Texto fuente:
============================================================

Segunda: Todo aquel que ejerce la enseñanza debe tener una formación académica muy por encima del nivel que tiene que impartir en clase. Argumentar que para enseñar en Primaria basta un nivel de Primaria o para enseñar en Secundaria un nivel de Secundaria es atroz. Cuanto mayor sea la preparación académica e intelectual del profesor, más garantías habrá de que su trabajo resulte eficaz.

Tercera: No hay nada más perjudicial que el fomento de la mediocridad. Es este un virus que se propaga con extrema rapidez y, una vez lo ha hecho, no resulta nada sencillo detenerlo. El antídoto, en cualquier caso, no es otro que la exigencia llevada a todos los aspectos de nuestra colectividad, algo harto difícil si nos fijamos en la capacidad intelectual de quienes promocionan socialmente hoy día (son paradigmáticos los casos de los políticos y los ídolos de la televisión).

============================================================

[Datos de señalamiento mediante expresiones referenciales]

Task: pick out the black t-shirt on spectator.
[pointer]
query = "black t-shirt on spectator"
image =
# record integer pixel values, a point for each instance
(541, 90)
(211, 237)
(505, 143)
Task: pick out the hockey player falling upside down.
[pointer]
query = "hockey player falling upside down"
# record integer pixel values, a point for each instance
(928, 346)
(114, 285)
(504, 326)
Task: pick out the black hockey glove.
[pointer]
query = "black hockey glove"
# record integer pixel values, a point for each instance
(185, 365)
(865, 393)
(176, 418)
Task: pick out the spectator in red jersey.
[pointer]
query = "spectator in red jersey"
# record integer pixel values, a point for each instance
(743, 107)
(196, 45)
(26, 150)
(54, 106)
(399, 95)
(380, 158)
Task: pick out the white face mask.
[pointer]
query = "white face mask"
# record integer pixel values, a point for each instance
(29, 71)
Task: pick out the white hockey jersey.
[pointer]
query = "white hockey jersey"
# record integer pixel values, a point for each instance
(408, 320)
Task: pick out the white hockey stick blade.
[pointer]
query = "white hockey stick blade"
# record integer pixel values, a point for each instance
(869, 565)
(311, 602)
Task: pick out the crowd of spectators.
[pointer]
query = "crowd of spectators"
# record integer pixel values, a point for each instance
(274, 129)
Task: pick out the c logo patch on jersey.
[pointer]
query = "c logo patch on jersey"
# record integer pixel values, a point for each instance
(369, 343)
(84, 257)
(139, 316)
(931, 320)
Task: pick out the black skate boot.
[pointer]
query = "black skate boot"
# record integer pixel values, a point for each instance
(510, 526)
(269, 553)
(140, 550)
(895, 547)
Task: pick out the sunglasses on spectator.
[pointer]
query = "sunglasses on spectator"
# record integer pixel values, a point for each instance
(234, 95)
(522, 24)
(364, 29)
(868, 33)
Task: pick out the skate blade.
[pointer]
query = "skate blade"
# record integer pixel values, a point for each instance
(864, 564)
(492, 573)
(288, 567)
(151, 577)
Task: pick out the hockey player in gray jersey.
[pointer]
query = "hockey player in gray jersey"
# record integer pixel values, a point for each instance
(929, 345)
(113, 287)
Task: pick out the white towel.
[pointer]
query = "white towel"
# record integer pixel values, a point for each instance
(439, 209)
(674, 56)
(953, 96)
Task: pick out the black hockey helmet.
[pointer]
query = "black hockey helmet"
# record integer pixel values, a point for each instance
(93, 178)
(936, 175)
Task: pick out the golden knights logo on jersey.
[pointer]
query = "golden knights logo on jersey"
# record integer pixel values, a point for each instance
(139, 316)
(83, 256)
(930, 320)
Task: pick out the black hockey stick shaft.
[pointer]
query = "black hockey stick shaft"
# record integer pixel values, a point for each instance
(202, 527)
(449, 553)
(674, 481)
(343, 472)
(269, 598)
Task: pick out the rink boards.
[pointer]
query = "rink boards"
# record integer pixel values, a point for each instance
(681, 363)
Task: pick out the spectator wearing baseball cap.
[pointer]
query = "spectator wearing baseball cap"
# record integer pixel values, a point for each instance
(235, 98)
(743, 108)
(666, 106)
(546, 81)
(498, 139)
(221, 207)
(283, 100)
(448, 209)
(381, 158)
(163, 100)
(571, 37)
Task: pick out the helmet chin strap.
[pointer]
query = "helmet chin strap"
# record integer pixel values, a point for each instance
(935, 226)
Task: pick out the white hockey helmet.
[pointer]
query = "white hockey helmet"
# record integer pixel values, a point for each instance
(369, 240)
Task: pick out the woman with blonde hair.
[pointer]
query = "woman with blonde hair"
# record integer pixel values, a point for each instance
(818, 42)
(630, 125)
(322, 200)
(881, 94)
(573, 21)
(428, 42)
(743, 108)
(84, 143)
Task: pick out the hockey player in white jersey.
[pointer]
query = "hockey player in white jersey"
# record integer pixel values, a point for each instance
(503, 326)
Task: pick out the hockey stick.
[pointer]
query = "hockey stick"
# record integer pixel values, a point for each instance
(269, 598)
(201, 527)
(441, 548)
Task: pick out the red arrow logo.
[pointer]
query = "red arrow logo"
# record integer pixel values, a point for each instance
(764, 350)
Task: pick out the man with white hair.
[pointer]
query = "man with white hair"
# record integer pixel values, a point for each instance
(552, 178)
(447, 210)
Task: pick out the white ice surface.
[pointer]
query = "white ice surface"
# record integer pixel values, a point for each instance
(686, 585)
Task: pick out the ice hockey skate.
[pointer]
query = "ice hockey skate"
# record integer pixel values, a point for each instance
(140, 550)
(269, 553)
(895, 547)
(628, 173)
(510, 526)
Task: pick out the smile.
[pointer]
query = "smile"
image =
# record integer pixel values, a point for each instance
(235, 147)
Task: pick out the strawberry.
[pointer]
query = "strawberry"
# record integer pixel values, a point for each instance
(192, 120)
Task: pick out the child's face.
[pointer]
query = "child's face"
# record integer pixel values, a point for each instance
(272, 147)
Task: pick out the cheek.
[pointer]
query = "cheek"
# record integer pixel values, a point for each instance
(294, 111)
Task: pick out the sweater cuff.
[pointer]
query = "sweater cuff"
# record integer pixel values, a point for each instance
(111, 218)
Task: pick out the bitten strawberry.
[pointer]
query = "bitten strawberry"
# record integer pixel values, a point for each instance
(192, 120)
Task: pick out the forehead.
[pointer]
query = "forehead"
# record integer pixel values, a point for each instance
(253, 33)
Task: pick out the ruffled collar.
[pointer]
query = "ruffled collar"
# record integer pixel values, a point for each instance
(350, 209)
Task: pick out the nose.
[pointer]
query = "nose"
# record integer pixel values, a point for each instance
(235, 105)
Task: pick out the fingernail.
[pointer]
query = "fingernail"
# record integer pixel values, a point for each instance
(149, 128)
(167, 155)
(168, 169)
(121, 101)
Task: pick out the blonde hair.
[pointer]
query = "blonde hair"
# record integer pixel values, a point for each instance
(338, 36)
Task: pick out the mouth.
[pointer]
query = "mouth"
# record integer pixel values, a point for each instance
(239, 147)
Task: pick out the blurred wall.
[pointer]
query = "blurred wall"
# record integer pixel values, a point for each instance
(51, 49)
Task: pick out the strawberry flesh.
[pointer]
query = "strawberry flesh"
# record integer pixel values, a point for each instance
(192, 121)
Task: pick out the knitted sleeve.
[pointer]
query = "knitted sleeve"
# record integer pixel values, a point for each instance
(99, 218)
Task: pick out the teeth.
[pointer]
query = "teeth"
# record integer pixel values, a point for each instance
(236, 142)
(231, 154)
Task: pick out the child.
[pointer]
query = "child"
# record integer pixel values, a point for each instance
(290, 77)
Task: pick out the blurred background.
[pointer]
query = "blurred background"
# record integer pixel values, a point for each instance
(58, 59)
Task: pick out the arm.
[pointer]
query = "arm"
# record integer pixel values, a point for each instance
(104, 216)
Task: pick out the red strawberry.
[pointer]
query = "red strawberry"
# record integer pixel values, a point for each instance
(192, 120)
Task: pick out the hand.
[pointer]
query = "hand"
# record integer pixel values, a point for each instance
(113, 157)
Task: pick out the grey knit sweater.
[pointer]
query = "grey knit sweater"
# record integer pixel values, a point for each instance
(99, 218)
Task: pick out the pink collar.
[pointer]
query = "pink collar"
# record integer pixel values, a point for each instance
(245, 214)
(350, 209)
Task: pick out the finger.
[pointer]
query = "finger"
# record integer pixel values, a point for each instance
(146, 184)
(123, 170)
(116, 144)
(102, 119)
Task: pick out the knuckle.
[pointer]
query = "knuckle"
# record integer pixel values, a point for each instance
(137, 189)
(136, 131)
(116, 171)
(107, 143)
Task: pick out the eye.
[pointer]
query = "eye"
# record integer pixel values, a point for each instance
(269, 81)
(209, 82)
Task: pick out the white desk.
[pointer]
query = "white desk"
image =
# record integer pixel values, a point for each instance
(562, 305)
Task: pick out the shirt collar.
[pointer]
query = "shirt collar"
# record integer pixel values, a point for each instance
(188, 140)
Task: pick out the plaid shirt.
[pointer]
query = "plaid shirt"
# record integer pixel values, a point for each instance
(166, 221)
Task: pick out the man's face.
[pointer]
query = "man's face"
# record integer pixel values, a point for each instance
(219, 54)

============================================================

Problemas por resolver:
(A) Según el texto sobre la enseñanza, ¿cuál es el antídoto contra la mediocridad?
(B) Reproduce el pasaje del texto sobre la enseñanza que empieza en las palabras "Segunda: Todo aquel" y termina después de las palabras "trabajo resulte eficaz.".

Respuestas esperadas:
(A) La exigencia llevada a todos los aspectos de nuestra colectividad.

(B)
Segunda: Todo aquel que ejerce la enseñanza debe tener una formación académica muy por encima del nivel que tiene que impartir en clase. Argumentar que para enseñar en Primaria basta un nivel de Primaria o para enseñar en Secundaria un nivel de Secundaria es atroz. Cuanto mayor sea la preparación académica e intelectual del profesor, más garantías habrá de que su trabajo resulte eficaz.